#### [WHAT YOU WILL DO]
Each line of the records that holds "jersey" should be shown in full.

#### [MATERIAL TO PROCESS]
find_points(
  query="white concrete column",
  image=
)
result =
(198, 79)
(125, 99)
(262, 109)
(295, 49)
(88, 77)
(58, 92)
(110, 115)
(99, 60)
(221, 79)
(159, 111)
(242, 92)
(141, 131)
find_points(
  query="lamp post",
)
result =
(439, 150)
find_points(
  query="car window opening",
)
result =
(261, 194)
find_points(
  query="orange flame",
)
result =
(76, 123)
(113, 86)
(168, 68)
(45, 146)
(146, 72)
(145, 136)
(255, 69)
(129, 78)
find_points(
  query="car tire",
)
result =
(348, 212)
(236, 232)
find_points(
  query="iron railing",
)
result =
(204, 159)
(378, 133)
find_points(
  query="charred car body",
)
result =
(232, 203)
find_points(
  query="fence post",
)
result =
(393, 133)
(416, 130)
==
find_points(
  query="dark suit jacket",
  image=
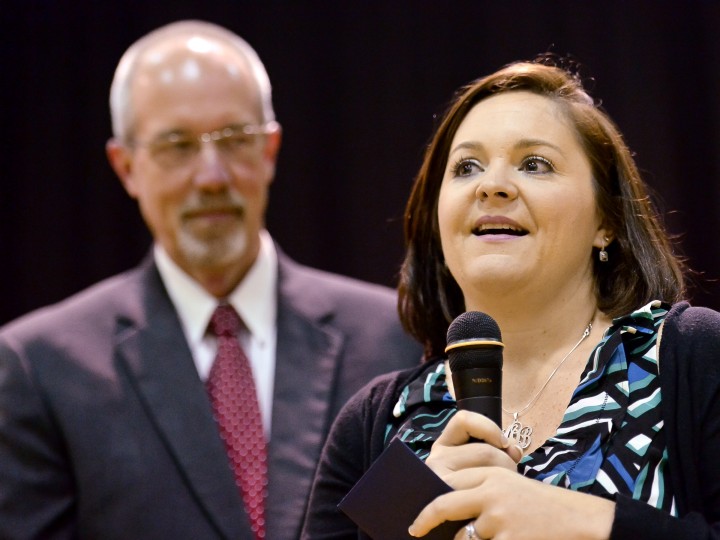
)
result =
...
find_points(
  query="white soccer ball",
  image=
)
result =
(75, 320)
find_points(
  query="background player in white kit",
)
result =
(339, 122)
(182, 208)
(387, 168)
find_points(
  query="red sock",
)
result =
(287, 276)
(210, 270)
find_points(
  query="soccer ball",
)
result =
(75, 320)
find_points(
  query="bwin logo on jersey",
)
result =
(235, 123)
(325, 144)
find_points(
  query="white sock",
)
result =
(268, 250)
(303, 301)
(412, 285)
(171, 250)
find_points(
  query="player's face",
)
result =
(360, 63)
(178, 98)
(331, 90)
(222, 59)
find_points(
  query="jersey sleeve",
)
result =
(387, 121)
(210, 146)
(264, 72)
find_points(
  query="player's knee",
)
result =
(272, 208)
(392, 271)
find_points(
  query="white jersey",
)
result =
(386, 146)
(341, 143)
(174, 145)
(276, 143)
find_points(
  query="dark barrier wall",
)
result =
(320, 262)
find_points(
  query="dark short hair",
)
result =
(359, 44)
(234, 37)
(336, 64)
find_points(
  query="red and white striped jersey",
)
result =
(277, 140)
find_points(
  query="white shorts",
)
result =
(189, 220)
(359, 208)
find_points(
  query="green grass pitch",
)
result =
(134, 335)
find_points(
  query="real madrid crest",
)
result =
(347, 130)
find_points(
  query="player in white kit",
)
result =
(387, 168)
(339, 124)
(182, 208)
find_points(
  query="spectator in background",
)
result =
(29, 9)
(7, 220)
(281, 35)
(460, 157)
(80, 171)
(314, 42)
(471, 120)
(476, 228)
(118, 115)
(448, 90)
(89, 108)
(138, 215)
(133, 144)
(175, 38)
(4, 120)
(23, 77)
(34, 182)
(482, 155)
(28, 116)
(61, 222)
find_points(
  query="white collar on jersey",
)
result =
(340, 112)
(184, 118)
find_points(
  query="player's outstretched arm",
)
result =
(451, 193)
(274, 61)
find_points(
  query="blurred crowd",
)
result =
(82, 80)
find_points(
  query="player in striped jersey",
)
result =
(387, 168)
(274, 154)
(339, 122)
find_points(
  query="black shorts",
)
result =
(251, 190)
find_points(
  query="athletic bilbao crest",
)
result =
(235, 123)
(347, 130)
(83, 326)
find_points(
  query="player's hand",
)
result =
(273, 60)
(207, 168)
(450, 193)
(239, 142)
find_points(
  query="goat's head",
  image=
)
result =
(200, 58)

#### [OUTPUT FOR THIS TASK]
  query="bwin logo on jersey",
  query="jersey sleeve",
  query="white jersey",
  query="red and white striped jersey",
  query="white collar on jersey",
  query="player in striped jersey",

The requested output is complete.